- **GIVEN TEXT**:
- Opening Delimiter -

The Covid-19 pandemic is teaching us that preparing for unexpected events should not be underestimated. Being ready for the unforeseeable in 2021 and beyond requires both the monitoring and creation of market trends as well as contingency planning. This involves ensuring high product quality, building agile supply chains, and working with experienced and reliable partners. We take an insider’s look at the checks and balances that diagnostics manufacturing companies need to implement to make their businesses disaster-proof.
The ongoing public health crisis has served to hasten the adoption of technology as industries worldwide keep pace with pandemic imposed restrictions. Seemingly overnight, diagnostic testing has moved from being a medical setting requirement to becoming a crucial part of daily life, with our new normal mandating medical swabs prior to traveling.
While the pandemic is responsible for an attitude shift towards technology readiness resulting in amplified market trends that would have otherwise taken years, it has also brought on a renewed appreciation for contingency planning.
Having an emergency plan enables companies to revert to their daily operations soon after an unforeseen event occurs. Without them, a company runs the risk of losing critical resources, creating bottlenecks in production and supply, inconveniencing its customers, and potentially jeopardizing its business.
Despite this, the diagnostics sector, less regulated than the biopharma sector, has long regarded contingency planning as a mere formality. But far-sighted biotech companies have always stringently undertaken preventative measures to protect from the unforeseen.
“Contingency planning has never been a matter of choice for biomedical players as it is a part of our responsibility. It is expected by customers, especially those from industrial business-to-business collaborations. Moreover, it is also a social mission to have measures in place to secure the quality and continuous availability of our products,” elaborated Tomasz Wrzesinski, Vice President at BLIRT, a molecular biology enzymes manufacturing company.
The importance of validating quality

Over the last two decades, as quality management systems have advanced, contingency planning has taken the form of quality agreements in contracts within the life sciences field. Even in the absence of such contracts, ensuring that standards are met for International Organization for Standardization (ISO) and Good Manufacturing Practice (GMP) certifications, and preparing feasible business continuity plans, are core liabilities undertaken by the manufacturers.
ISO certifications provide an external seal of approval showing that all systems, processes, and services within a company meet the industry standards. In parallel, GMP regulations certify that a company’s production and quality systems are highly controlled, resulting in safe and reproducible end-products.

- Closing Delimiter -

- **WHAT TO DO**:
a) Answer these questions from the article on contingency planning:
(i) What position does Tomasz Wrzesinski hold, and at which company?
(ii) Which sector is described as less regulated than the biopharma sector?
(iii) What do GMP regulations certify?
b) Rewrite the article on contingency planning from "The ongoing public" up to and including "prior to traveling.", swapping "diagnostic testing" for "rapid testing".
The entries play no part in this.

- **SUPPLIED INFORMATION**:
- Opening Delimiter -

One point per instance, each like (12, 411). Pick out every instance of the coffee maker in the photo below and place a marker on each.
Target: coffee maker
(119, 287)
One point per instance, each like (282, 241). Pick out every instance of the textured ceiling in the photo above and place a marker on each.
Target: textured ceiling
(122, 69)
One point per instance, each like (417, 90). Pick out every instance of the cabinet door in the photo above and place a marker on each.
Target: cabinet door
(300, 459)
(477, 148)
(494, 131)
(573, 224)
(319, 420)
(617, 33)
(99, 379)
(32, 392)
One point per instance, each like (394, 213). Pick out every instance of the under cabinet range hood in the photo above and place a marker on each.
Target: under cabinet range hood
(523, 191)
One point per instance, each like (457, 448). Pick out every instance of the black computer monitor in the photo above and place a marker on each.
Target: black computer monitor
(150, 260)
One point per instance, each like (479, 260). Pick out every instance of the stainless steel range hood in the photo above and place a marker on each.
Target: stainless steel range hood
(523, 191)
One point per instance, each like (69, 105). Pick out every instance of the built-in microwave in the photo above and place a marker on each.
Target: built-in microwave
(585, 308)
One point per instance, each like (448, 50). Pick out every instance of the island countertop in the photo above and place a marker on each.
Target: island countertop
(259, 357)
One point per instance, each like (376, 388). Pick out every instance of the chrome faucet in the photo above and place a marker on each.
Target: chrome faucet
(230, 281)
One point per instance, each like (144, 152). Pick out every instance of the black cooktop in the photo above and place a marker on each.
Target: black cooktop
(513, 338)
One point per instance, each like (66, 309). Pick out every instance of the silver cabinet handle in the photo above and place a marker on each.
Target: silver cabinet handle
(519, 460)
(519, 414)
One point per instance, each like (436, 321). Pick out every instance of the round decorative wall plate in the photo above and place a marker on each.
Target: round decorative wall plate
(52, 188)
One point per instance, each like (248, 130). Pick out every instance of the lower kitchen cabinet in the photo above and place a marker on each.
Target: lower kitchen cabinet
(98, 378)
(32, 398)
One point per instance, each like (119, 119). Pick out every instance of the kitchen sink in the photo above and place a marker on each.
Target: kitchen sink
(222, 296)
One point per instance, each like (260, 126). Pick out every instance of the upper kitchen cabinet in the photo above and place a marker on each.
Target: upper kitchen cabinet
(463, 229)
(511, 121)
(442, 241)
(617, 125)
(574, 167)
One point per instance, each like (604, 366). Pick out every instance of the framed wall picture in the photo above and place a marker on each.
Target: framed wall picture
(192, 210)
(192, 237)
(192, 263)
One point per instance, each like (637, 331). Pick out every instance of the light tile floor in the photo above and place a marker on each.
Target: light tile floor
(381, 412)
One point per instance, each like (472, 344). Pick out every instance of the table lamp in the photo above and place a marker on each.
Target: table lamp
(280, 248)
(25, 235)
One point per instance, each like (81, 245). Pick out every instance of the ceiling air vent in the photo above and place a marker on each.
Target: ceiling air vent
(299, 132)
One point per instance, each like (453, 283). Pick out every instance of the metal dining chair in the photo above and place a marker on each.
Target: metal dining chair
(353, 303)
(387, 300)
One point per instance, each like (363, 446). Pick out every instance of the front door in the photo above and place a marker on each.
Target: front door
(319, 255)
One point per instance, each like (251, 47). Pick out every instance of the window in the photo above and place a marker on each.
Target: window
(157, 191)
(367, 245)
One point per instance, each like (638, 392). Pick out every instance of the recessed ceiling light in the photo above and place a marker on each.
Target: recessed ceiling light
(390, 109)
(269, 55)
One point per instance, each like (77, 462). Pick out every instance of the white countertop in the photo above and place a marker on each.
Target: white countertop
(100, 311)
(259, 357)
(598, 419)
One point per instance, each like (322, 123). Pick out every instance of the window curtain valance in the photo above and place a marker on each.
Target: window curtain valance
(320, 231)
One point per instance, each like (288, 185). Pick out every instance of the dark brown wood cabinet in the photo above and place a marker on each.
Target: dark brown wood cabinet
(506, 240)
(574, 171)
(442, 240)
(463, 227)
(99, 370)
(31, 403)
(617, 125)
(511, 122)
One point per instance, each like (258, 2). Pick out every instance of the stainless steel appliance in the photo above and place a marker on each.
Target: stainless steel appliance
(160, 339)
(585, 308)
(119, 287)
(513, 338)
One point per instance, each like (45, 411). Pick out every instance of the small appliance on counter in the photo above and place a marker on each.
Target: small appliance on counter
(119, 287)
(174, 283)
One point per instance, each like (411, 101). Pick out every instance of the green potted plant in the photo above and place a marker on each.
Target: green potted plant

- Closing Delimiter -

- **YOUR WRITTEN ANSWERS**:
a)
(i) He is Vice President at BLIRT, a molecular biology enzymes manufacturing company.
(ii) The diagnostics sector.
(iii) That a company's production and quality systems are highly controlled, resulting in safe and reproducible end-products.

b)
The ongoing public health crisis has served to hasten the adoption of technology as industries worldwide keep pace with pandemic imposed restrictions. Seemingly overnight, rapid testing has moved from being a medical setting requirement to becoming a crucial part of daily life, with our new normal mandating medical swabs prior to traveling.